→ Requirements
Print the rows below word for word, starting with the first one and ending with the line that contains "(1285, 286)", with both of those lines included.

→ Material provided
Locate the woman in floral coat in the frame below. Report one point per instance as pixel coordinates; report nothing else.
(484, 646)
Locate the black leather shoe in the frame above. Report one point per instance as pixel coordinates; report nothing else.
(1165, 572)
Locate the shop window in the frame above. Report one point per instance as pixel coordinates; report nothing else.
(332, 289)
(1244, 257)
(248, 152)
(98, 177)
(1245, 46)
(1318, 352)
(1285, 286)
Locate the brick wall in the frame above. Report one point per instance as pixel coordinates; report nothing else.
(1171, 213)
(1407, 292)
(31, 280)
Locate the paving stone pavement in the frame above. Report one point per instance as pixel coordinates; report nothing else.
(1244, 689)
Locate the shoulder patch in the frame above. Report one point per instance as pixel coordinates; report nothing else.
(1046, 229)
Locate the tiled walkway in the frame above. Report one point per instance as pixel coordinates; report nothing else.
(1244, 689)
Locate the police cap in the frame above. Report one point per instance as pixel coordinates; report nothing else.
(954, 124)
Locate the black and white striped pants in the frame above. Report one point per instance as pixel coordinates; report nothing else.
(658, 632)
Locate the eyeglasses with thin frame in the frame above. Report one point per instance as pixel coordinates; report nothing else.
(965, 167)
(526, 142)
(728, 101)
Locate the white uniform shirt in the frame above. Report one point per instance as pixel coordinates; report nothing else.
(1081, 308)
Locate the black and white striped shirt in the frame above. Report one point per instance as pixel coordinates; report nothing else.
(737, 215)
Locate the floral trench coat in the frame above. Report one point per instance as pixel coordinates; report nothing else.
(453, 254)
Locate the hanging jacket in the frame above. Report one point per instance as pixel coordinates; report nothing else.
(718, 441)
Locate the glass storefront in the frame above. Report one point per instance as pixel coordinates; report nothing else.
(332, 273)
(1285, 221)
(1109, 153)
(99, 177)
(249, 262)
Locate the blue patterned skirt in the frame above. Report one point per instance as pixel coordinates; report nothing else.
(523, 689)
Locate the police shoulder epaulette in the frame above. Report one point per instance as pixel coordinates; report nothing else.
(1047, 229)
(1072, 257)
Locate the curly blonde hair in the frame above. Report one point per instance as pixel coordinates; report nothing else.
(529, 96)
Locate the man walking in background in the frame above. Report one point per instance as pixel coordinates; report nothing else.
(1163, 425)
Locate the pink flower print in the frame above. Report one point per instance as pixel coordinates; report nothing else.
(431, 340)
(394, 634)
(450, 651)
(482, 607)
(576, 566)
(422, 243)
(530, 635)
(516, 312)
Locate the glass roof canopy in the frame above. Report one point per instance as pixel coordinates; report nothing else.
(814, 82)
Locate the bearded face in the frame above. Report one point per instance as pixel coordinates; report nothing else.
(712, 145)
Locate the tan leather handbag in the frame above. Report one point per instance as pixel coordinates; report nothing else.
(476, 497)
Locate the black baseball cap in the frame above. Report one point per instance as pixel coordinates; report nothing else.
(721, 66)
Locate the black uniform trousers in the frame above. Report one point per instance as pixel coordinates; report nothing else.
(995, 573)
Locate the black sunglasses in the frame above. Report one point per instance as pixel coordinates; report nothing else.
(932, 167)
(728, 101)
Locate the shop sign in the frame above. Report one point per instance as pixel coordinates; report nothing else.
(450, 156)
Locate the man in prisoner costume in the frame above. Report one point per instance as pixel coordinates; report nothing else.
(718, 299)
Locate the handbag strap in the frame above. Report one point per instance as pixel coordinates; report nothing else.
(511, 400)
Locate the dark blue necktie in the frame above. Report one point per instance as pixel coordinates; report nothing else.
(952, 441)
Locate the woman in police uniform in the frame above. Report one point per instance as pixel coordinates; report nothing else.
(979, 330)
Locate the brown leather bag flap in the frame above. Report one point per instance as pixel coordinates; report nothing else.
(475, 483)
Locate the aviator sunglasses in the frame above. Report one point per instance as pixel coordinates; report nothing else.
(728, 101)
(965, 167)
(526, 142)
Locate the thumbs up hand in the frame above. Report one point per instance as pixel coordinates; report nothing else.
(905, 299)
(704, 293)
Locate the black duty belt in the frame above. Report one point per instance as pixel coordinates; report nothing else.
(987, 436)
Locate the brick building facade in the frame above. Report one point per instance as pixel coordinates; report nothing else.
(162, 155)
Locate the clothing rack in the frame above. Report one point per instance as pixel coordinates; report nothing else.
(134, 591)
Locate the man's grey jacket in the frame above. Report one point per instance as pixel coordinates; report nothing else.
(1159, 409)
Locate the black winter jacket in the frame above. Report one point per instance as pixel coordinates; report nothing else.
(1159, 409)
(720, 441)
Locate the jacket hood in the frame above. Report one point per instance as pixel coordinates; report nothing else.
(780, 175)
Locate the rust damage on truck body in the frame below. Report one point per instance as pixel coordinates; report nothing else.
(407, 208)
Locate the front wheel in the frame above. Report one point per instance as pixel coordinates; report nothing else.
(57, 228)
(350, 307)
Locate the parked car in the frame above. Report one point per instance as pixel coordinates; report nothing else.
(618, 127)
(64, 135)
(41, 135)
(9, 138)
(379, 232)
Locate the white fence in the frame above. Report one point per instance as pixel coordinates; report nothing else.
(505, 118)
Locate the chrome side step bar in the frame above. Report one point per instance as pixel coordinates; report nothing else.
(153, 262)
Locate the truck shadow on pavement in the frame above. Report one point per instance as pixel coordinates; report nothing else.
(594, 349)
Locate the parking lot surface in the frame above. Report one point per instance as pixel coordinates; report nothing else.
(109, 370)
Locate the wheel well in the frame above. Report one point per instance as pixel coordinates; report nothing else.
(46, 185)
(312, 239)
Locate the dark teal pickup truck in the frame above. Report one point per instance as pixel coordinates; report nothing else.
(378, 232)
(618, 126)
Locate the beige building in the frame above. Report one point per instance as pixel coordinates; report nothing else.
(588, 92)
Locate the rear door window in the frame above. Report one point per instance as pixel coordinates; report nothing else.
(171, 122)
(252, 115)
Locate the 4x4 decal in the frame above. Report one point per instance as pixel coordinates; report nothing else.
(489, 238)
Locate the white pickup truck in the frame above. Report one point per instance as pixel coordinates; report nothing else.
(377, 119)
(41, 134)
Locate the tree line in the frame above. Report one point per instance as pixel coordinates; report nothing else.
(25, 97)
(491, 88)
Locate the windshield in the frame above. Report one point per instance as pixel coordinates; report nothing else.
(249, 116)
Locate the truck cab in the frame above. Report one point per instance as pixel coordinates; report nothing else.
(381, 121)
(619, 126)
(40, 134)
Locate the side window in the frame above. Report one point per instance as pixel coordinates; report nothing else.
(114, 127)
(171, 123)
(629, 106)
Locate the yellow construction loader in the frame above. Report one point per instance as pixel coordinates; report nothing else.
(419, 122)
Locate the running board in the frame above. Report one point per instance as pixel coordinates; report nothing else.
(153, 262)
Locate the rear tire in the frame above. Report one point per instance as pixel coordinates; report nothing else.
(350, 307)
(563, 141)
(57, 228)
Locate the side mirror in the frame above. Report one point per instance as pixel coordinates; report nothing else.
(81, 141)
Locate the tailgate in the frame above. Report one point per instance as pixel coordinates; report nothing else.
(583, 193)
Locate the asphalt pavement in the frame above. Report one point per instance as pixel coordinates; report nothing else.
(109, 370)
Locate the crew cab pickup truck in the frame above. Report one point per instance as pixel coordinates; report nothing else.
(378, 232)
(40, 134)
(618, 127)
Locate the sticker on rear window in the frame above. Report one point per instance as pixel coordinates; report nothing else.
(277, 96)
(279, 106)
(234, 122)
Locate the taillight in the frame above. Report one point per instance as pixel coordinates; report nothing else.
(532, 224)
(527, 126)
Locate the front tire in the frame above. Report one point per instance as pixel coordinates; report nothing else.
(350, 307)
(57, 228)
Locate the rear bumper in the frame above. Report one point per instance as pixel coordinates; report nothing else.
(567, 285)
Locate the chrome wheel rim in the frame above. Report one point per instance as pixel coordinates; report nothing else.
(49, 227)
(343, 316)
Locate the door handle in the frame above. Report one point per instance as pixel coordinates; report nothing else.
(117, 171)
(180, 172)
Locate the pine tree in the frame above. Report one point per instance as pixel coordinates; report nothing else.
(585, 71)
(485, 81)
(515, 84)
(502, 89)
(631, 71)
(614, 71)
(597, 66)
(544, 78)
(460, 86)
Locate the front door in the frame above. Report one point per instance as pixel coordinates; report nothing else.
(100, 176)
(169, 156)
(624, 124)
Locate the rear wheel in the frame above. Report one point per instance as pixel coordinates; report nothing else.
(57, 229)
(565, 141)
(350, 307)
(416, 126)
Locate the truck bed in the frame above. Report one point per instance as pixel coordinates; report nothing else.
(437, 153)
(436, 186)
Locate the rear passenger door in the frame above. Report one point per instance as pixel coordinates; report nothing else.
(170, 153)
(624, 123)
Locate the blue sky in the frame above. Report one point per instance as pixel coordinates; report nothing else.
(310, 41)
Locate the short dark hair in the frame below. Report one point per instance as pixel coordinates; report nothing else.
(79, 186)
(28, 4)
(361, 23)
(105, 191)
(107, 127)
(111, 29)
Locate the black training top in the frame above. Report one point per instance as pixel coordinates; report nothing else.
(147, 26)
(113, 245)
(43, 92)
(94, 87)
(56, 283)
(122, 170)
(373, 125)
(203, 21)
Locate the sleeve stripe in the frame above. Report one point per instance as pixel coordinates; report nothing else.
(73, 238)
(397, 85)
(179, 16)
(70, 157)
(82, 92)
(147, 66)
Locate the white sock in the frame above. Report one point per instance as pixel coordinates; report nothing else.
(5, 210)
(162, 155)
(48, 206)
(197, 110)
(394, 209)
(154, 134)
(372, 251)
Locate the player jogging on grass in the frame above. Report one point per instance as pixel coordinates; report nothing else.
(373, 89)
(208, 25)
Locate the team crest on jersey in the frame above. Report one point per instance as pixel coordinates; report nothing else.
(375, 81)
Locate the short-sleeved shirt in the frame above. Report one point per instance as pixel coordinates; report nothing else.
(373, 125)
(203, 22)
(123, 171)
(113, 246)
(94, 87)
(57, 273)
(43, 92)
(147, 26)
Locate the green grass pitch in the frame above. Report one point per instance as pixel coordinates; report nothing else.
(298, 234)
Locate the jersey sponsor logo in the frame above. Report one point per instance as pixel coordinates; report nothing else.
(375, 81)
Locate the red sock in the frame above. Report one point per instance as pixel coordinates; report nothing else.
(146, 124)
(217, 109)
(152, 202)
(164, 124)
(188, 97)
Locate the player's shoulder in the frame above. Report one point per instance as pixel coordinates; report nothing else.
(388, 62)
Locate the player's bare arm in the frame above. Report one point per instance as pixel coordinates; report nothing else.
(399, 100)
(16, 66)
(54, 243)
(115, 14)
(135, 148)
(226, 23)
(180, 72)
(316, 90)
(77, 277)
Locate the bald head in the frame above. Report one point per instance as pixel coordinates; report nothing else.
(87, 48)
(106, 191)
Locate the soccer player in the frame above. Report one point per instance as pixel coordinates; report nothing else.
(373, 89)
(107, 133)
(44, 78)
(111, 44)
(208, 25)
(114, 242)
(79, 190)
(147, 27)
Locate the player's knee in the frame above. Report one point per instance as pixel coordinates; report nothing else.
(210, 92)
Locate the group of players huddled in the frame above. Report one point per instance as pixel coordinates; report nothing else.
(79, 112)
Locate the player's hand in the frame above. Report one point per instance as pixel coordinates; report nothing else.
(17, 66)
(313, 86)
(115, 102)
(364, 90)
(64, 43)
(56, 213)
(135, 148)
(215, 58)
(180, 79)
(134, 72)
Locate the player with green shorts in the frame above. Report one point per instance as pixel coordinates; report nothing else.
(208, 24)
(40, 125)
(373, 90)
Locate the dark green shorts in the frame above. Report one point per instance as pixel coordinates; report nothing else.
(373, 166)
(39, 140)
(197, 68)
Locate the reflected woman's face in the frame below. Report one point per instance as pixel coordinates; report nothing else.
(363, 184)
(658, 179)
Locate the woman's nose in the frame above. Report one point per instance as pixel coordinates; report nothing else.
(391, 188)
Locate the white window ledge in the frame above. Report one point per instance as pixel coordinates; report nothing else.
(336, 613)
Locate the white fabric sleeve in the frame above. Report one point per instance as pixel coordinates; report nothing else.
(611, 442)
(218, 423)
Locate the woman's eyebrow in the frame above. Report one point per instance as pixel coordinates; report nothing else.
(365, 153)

→ Exercise result
Locate the woman in floral coat in the frame below. Report one point per instance as pixel coordinates; report nothing else.
(484, 646)
Locate the black leather shoe in the frame above. Report one point per instance as pixel coordinates; report nothing else.
(1165, 572)
Locate the shop window in the frame above. Report one point per instance as pixel coordinates; report nothing else.
(332, 289)
(1244, 257)
(248, 152)
(98, 177)
(1245, 46)
(1318, 352)
(1285, 286)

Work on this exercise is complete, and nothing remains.